▸ **Task prompt**
Take the line that has "[point] every instance of the potted" and all the lines that come after it in the records, and write them out again exactly. Add no other line.

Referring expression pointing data
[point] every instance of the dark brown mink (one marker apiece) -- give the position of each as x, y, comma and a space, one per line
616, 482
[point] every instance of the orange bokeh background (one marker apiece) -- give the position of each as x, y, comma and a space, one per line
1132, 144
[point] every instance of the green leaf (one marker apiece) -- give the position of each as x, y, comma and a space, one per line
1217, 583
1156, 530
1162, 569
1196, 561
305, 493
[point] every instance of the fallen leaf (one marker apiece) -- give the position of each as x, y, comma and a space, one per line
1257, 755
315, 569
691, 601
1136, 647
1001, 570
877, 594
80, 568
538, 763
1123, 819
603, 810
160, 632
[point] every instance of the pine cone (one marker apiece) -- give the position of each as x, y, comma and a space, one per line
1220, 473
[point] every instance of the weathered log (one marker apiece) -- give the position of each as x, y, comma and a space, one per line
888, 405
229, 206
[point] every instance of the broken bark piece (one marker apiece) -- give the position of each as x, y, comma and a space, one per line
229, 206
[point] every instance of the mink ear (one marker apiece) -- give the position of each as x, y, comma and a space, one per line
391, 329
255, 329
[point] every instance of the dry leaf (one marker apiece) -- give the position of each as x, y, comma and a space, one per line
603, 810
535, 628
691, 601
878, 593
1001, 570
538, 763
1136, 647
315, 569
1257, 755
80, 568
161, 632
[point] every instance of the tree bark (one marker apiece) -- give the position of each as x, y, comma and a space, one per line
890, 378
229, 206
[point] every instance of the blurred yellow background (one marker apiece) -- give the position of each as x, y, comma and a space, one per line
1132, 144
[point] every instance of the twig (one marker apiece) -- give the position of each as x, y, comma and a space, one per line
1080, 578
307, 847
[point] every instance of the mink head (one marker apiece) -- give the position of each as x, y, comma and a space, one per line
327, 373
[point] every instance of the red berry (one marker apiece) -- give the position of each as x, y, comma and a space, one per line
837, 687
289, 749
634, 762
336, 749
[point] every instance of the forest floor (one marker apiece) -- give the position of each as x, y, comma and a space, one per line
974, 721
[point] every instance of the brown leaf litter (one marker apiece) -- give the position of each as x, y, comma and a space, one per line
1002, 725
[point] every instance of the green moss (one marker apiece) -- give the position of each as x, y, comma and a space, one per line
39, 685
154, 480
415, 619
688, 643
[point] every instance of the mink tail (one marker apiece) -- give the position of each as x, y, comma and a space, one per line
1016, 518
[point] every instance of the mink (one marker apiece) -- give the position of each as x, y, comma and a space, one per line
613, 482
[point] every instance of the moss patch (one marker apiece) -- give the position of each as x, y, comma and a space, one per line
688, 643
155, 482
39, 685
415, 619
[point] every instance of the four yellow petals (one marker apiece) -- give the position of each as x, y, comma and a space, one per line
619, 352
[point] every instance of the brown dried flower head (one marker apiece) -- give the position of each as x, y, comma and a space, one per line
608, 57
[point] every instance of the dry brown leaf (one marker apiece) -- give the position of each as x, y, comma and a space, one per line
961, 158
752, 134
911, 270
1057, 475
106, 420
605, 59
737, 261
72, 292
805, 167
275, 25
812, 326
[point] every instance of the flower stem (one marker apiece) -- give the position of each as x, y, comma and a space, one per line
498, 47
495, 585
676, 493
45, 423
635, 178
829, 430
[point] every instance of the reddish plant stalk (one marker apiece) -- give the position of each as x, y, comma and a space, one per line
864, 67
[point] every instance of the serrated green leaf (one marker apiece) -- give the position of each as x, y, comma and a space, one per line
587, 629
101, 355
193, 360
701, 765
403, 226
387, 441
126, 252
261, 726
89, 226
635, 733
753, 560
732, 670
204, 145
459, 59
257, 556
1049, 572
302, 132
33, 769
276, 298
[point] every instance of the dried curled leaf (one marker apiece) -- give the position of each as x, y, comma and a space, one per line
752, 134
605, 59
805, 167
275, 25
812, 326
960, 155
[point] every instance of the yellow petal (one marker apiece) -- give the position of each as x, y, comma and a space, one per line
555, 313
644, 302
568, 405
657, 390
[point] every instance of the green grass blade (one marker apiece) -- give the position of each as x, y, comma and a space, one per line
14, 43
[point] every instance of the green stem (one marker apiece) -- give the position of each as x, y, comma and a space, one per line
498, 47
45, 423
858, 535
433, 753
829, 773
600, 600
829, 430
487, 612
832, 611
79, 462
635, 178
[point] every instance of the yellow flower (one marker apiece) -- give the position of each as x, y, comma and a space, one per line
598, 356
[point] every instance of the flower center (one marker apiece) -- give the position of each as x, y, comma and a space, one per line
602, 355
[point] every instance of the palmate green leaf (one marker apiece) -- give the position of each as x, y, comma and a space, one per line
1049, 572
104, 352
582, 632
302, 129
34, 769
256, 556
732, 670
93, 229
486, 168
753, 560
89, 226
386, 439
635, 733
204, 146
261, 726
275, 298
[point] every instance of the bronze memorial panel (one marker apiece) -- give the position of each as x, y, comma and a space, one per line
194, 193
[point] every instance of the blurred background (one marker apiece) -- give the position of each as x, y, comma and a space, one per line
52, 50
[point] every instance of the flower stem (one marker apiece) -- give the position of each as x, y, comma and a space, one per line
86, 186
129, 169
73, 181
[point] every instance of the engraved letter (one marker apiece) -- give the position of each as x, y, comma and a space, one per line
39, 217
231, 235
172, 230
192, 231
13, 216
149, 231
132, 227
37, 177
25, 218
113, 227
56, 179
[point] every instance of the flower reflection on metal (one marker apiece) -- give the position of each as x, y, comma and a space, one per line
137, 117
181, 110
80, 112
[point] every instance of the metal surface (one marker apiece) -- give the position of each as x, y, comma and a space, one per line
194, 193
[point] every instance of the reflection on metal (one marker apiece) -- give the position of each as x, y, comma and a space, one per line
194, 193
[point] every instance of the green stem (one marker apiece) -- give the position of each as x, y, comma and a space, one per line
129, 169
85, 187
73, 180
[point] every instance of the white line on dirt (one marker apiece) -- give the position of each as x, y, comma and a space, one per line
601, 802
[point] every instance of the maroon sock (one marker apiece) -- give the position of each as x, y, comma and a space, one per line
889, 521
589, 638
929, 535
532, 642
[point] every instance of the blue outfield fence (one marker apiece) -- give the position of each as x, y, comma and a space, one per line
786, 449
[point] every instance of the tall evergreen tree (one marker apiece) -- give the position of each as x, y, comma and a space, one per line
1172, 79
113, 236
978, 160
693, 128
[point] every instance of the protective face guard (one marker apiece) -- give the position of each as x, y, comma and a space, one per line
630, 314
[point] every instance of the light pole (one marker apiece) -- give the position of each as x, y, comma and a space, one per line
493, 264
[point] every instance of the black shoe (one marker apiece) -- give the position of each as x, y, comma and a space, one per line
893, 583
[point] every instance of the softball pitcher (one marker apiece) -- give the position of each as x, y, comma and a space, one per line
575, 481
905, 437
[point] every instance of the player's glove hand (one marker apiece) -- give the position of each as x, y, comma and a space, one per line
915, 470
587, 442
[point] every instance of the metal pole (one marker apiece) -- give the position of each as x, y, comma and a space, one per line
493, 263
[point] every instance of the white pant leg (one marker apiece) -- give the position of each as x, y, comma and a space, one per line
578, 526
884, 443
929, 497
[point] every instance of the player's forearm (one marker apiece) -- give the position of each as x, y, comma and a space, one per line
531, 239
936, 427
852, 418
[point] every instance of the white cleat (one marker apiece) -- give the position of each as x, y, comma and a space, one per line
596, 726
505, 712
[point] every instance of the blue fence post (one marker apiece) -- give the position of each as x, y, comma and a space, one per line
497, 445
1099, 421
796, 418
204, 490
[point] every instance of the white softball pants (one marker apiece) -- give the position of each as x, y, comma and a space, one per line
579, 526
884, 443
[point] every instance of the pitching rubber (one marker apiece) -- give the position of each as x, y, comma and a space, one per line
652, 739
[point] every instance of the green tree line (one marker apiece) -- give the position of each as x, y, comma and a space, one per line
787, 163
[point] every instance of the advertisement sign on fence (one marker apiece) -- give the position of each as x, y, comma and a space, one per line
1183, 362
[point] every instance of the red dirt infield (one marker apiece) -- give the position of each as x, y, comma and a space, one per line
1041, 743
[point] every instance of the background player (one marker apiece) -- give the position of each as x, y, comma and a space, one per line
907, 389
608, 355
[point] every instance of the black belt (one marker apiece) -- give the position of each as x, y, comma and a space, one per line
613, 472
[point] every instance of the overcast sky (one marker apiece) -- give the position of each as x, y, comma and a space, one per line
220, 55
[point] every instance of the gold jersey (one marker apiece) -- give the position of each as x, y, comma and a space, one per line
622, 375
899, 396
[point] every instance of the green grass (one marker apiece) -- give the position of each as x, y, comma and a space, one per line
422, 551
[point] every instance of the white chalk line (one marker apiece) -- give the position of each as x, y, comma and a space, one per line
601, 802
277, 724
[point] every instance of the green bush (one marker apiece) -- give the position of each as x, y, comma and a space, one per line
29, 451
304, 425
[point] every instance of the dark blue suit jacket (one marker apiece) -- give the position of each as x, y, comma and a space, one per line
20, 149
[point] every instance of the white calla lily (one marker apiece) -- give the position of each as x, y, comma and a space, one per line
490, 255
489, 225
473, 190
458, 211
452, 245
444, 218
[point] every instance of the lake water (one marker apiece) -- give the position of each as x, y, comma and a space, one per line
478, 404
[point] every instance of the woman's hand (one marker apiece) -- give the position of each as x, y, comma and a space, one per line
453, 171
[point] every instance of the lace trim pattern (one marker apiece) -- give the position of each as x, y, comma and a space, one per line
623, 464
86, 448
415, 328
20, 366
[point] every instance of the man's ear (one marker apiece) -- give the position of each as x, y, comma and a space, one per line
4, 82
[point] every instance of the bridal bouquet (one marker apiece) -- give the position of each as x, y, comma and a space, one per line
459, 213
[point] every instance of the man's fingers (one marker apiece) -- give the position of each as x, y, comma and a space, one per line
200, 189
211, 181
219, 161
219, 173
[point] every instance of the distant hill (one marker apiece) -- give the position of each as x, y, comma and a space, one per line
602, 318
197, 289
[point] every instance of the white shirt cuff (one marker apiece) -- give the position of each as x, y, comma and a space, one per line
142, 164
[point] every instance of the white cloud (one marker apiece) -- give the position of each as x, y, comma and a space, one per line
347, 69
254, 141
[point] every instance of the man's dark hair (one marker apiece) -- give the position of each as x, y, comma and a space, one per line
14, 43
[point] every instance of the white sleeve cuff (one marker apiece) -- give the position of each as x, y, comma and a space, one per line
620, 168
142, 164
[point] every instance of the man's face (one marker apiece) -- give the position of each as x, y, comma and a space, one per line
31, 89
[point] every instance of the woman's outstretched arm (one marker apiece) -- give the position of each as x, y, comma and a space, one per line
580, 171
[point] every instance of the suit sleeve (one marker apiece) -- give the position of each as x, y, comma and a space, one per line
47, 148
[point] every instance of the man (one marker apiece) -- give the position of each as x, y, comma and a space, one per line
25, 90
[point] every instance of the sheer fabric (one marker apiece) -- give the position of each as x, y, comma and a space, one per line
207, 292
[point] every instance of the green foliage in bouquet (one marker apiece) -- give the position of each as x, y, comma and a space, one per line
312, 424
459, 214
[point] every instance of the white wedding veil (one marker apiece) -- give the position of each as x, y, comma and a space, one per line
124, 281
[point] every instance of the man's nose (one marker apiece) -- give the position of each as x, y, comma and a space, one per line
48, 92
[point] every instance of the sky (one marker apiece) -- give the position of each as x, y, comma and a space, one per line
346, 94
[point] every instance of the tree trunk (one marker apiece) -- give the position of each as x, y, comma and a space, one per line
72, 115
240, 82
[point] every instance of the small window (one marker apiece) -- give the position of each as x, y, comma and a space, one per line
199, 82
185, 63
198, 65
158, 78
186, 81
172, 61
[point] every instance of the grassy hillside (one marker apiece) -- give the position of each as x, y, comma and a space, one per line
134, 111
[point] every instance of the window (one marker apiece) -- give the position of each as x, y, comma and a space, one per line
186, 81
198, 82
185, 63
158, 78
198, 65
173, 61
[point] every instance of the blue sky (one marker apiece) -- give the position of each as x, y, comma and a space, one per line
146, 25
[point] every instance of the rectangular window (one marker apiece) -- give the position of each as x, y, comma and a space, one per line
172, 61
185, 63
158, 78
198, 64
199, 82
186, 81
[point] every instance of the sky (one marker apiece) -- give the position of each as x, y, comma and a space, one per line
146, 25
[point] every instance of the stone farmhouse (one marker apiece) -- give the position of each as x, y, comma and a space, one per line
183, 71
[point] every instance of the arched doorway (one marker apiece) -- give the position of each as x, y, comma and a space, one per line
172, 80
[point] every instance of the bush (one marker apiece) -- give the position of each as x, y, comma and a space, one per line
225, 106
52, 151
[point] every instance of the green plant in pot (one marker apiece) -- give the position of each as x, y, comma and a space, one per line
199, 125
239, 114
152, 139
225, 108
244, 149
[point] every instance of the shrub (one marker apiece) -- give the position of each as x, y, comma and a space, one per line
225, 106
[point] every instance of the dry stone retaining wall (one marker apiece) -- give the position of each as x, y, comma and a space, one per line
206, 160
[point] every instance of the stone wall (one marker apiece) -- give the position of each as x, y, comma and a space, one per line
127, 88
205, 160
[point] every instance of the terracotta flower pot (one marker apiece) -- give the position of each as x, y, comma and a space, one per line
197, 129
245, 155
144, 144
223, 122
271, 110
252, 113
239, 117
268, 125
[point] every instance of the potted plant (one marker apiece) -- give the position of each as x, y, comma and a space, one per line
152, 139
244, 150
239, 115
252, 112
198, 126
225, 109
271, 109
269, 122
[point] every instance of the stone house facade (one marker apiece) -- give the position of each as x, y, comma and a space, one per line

▸ **Your solution**
[point] every instance of the potted plant (one marker apiece) -- give the position of each as x, y, comma and a space, one per line
152, 139
244, 150
239, 115
252, 112
198, 126
225, 109
271, 109
269, 122
[point] every instance of the stone house facade (one marker apiece) -- give the position of each as x, y, comma and a space, one per line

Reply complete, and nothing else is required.